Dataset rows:

START

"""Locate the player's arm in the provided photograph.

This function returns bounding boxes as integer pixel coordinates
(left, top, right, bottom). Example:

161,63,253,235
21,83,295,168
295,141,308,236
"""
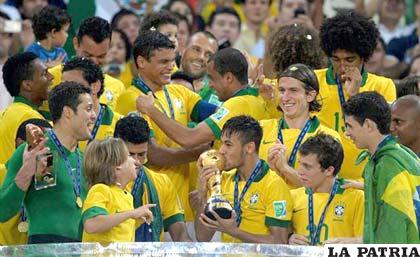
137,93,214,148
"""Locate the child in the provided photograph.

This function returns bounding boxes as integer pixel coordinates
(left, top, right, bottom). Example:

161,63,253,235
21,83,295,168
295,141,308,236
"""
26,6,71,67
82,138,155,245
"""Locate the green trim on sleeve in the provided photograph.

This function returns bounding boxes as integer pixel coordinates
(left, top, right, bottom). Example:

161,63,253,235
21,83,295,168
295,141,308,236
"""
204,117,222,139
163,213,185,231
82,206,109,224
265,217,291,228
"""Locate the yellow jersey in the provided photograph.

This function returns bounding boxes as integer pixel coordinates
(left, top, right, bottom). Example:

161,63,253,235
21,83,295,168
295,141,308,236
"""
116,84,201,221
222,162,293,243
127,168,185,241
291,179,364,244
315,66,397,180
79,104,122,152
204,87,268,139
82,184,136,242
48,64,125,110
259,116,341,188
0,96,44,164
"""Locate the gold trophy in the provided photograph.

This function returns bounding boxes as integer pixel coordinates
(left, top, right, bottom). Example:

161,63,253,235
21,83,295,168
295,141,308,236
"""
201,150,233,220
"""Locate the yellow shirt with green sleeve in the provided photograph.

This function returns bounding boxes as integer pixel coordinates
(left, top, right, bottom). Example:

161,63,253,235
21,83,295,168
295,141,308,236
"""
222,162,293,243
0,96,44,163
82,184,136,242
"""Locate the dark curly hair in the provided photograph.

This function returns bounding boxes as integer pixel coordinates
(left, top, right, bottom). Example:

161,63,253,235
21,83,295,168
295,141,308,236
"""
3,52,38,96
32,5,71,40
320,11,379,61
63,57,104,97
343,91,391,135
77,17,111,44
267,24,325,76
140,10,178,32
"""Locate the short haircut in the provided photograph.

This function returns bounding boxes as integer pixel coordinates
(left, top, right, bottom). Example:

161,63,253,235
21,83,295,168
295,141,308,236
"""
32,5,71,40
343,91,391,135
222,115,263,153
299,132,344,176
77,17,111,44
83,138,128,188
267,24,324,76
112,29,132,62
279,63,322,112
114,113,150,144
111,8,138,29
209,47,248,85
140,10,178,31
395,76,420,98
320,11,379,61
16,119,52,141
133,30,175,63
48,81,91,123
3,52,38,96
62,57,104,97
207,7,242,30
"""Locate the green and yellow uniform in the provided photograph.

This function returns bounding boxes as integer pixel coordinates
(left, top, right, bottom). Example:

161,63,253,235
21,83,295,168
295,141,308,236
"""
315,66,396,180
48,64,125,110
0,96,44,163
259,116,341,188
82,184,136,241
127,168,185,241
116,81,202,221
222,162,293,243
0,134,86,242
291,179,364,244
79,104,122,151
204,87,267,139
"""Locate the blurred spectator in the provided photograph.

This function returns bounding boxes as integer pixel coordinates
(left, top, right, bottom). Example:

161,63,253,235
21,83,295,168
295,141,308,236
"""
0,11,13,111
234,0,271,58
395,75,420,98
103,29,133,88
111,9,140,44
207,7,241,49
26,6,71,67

END
START

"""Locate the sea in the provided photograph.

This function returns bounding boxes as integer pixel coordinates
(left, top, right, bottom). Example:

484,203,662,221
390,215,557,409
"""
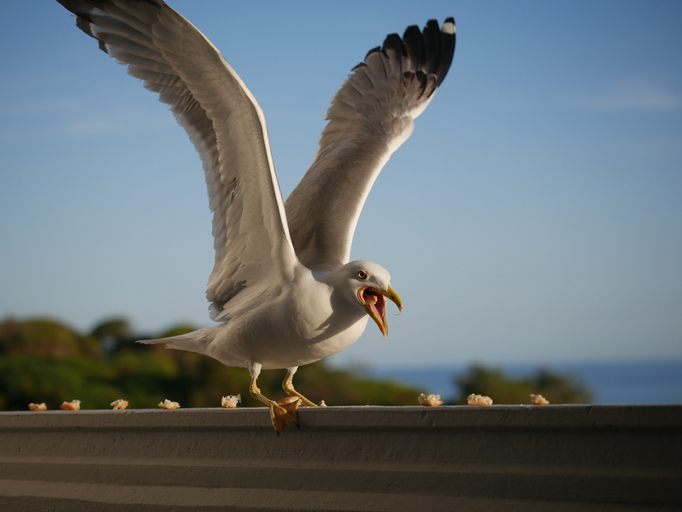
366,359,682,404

END
START

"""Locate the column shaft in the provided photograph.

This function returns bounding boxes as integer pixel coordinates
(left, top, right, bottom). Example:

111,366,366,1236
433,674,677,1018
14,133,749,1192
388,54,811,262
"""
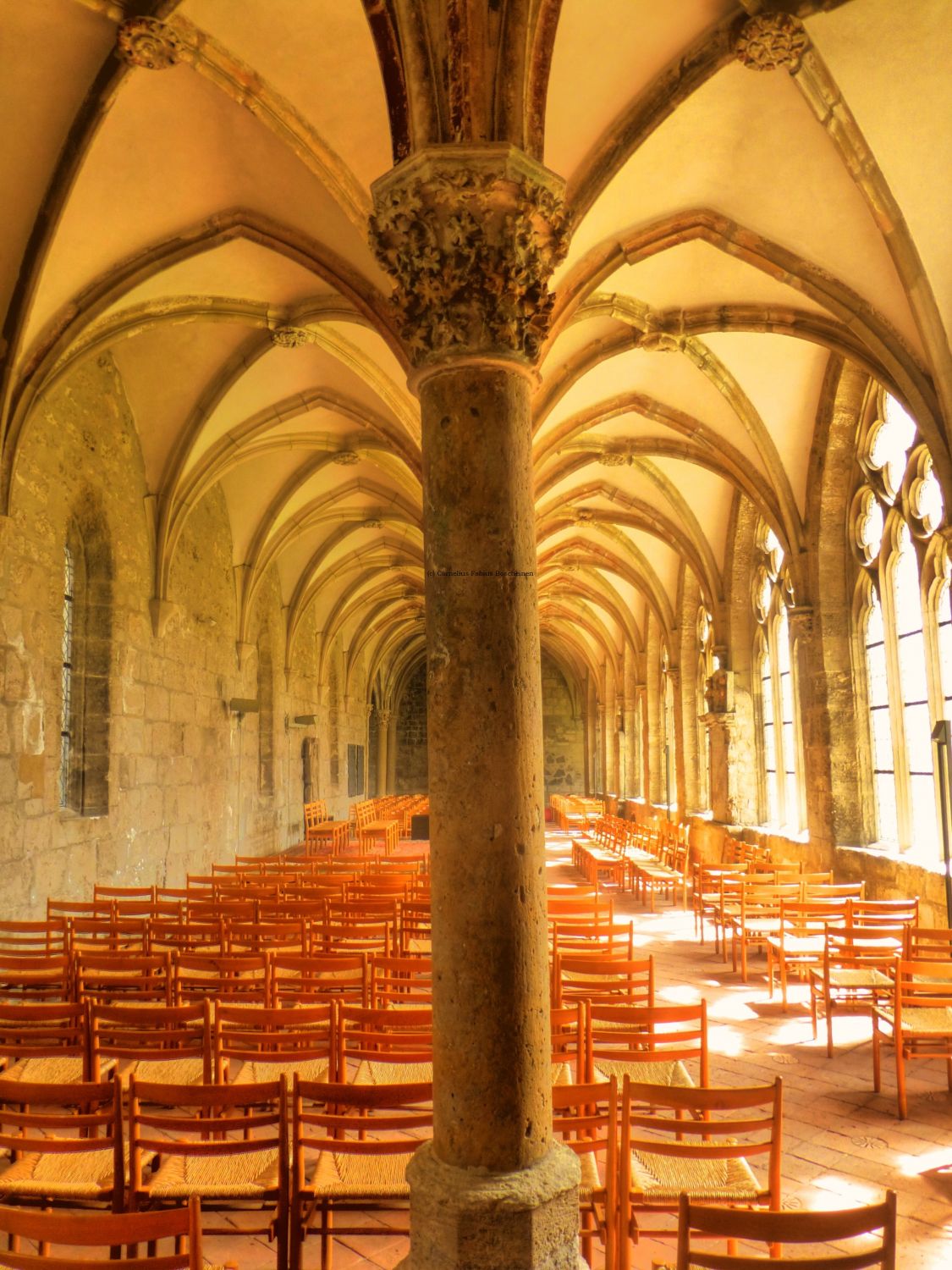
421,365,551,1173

END

• _Problem description_: Pick out every line of the material above that contains the string "sleeve", and copy each one. Matching is case-sensitive.

• _Result of this exercise_:
"""Locate the green trim on sleeve in the provided photograph.
"""Locate the yellow shirt with green sleeve in the provided photograph.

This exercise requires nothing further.